[Start of Attachment]
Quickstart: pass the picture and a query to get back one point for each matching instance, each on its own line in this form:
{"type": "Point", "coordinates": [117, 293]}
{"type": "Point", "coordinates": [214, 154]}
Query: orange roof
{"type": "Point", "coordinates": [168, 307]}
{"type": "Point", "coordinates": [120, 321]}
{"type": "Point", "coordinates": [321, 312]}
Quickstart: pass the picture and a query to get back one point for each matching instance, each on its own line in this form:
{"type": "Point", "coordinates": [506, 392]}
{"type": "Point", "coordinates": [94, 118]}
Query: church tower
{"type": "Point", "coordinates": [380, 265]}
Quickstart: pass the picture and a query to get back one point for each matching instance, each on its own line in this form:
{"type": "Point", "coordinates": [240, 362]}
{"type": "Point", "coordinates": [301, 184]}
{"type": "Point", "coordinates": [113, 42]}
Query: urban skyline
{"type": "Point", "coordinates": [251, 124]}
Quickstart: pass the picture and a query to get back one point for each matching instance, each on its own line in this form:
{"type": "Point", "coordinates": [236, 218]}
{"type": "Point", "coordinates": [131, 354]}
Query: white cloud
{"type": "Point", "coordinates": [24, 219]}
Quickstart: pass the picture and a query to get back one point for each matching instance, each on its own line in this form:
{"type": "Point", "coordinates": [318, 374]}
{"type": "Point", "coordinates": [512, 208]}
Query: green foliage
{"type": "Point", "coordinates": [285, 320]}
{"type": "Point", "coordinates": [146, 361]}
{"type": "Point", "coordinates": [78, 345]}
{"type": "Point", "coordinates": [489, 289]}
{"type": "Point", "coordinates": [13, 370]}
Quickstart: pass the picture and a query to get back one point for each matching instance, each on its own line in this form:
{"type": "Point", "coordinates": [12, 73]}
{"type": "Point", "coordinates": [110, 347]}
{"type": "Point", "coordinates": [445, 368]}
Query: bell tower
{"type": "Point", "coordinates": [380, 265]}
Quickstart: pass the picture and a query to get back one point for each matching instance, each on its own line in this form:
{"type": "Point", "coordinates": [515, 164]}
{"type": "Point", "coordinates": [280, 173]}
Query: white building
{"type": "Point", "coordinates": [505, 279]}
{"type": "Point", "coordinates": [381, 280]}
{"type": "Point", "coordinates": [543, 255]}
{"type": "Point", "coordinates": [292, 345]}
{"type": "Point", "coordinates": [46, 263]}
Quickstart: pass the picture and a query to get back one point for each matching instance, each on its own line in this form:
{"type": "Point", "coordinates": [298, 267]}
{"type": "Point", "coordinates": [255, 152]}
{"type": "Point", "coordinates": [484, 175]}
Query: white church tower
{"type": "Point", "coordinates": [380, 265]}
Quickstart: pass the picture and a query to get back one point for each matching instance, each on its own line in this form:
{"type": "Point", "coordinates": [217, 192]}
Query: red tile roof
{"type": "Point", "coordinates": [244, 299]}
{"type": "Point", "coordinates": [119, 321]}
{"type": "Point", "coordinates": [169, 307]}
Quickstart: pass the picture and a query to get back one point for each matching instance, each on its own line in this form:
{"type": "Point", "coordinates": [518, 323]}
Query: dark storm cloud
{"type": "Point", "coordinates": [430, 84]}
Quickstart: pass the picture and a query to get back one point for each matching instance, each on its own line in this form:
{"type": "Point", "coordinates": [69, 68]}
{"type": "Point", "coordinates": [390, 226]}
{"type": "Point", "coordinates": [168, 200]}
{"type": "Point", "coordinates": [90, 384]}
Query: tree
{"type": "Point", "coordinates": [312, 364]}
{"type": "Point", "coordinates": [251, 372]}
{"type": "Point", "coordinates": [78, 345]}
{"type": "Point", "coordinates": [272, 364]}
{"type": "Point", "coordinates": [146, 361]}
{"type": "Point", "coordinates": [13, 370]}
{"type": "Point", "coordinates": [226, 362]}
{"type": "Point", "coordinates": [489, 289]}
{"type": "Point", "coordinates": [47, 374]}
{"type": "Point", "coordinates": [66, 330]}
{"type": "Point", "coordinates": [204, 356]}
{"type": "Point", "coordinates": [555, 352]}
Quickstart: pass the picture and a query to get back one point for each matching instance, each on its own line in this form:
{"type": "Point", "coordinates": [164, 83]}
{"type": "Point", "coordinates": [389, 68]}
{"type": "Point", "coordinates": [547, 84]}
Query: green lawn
[End of Attachment]
- Prompt -
Repeat the listing above in full, word for word.

- Answer box -
Quickstart: pass the picture and a query to get back one point for each matching instance, each on its own line in this form:
{"type": "Point", "coordinates": [117, 293]}
{"type": "Point", "coordinates": [214, 154]}
Query: orange roof
{"type": "Point", "coordinates": [168, 307]}
{"type": "Point", "coordinates": [120, 321]}
{"type": "Point", "coordinates": [321, 312]}
Quickstart: pass the picture and a query to get back one point for each matching instance, each on its own line in this form:
{"type": "Point", "coordinates": [506, 392]}
{"type": "Point", "coordinates": [94, 118]}
Query: church tower
{"type": "Point", "coordinates": [380, 265]}
Quickstart: pass the picture and a query to get back one point for each matching instance, each on its own line in this form:
{"type": "Point", "coordinates": [240, 362]}
{"type": "Point", "coordinates": [301, 184]}
{"type": "Point", "coordinates": [113, 42]}
Query: urban skyline
{"type": "Point", "coordinates": [251, 124]}
Quickstart: pass the picture and a query to get back one point for each matching instance, each on its own line in this form:
{"type": "Point", "coordinates": [236, 218]}
{"type": "Point", "coordinates": [131, 354]}
Query: white cloud
{"type": "Point", "coordinates": [24, 219]}
Quickstart: pass the picture and a query to get back one point for each matching instance, each on its own line in this form:
{"type": "Point", "coordinates": [318, 374]}
{"type": "Point", "coordinates": [512, 208]}
Query: green foliage
{"type": "Point", "coordinates": [285, 320]}
{"type": "Point", "coordinates": [146, 361]}
{"type": "Point", "coordinates": [78, 345]}
{"type": "Point", "coordinates": [489, 289]}
{"type": "Point", "coordinates": [13, 370]}
Quickstart: pass the picture and a query to get back one point for each matching instance, each on its own line in this form:
{"type": "Point", "coordinates": [12, 73]}
{"type": "Point", "coordinates": [110, 347]}
{"type": "Point", "coordinates": [445, 368]}
Query: bell tower
{"type": "Point", "coordinates": [380, 265]}
Quickstart: pass the picture and a query to get back one point for each matching instance, each on its own line in this form:
{"type": "Point", "coordinates": [515, 164]}
{"type": "Point", "coordinates": [280, 173]}
Query: white building
{"type": "Point", "coordinates": [505, 279]}
{"type": "Point", "coordinates": [381, 280]}
{"type": "Point", "coordinates": [543, 255]}
{"type": "Point", "coordinates": [292, 345]}
{"type": "Point", "coordinates": [46, 263]}
Quickstart: pass the picture and a query to get back one point for each matching instance, each on its own line in this form:
{"type": "Point", "coordinates": [298, 267]}
{"type": "Point", "coordinates": [255, 152]}
{"type": "Point", "coordinates": [484, 175]}
Query: white church tower
{"type": "Point", "coordinates": [380, 265]}
Quickstart: pass the picture and a query to get back one point for each matching instance, each on its own line in this form:
{"type": "Point", "coordinates": [217, 192]}
Query: red tile roof
{"type": "Point", "coordinates": [244, 299]}
{"type": "Point", "coordinates": [119, 321]}
{"type": "Point", "coordinates": [169, 307]}
Quickstart: pass the picture and a query to get back one point for each matching instance, each on its own line in this form:
{"type": "Point", "coordinates": [518, 323]}
Query: dark storm cloud
{"type": "Point", "coordinates": [430, 84]}
Quickstart: pass the picture and a query to get back one point for each matching instance, each on its own line in this form:
{"type": "Point", "coordinates": [69, 68]}
{"type": "Point", "coordinates": [390, 226]}
{"type": "Point", "coordinates": [168, 200]}
{"type": "Point", "coordinates": [90, 384]}
Query: tree
{"type": "Point", "coordinates": [312, 364]}
{"type": "Point", "coordinates": [251, 372]}
{"type": "Point", "coordinates": [78, 345]}
{"type": "Point", "coordinates": [272, 364]}
{"type": "Point", "coordinates": [146, 361]}
{"type": "Point", "coordinates": [13, 370]}
{"type": "Point", "coordinates": [226, 362]}
{"type": "Point", "coordinates": [489, 289]}
{"type": "Point", "coordinates": [47, 374]}
{"type": "Point", "coordinates": [66, 330]}
{"type": "Point", "coordinates": [204, 356]}
{"type": "Point", "coordinates": [555, 352]}
Quickstart: pass the picture and a query to get back one point for each matching instance, each on its own line in this form:
{"type": "Point", "coordinates": [164, 83]}
{"type": "Point", "coordinates": [389, 68]}
{"type": "Point", "coordinates": [547, 84]}
Query: green lawn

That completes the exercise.